Write out a word-for-word repetition of the lines that come before the line containing "Where can the car" in the listing below, along with that line itself, omitting pictures.
[[ Records provided, beginning ]]
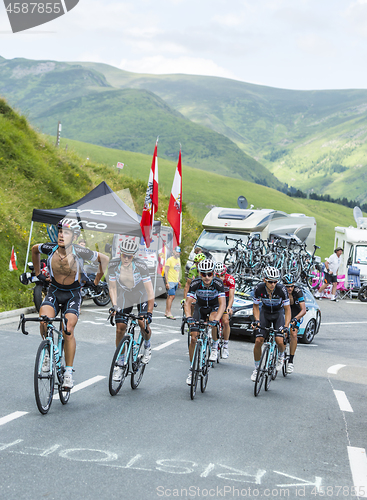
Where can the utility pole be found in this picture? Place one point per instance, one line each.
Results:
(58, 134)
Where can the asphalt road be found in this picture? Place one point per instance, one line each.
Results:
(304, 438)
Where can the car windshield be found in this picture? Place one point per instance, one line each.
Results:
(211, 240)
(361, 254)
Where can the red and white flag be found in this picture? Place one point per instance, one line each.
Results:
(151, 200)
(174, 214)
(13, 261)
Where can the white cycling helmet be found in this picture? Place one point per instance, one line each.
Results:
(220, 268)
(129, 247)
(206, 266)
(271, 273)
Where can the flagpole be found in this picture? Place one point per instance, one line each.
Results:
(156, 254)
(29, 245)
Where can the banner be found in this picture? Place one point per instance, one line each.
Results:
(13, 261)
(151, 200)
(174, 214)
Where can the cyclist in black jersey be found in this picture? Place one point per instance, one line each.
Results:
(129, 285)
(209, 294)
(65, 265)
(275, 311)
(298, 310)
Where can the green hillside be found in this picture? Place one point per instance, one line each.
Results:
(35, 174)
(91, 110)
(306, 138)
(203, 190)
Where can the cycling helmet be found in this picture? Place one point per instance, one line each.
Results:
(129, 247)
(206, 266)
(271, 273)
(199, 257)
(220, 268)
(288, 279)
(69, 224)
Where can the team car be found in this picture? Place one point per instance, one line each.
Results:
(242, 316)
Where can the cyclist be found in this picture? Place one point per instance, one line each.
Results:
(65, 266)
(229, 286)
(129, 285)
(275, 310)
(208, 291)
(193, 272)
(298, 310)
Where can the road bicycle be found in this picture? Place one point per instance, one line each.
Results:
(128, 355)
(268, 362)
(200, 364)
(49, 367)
[[ Records provided, end ]]
Exercise response:
Where can the utility pole be found in this picture? Place one point per instance, one line each.
Results:
(58, 134)
Where can the asphalt road be found in this picture? Place one point per instance, one line each.
Results:
(304, 438)
Where can the car windshield be found in this picture? Place one point per instance, one line each.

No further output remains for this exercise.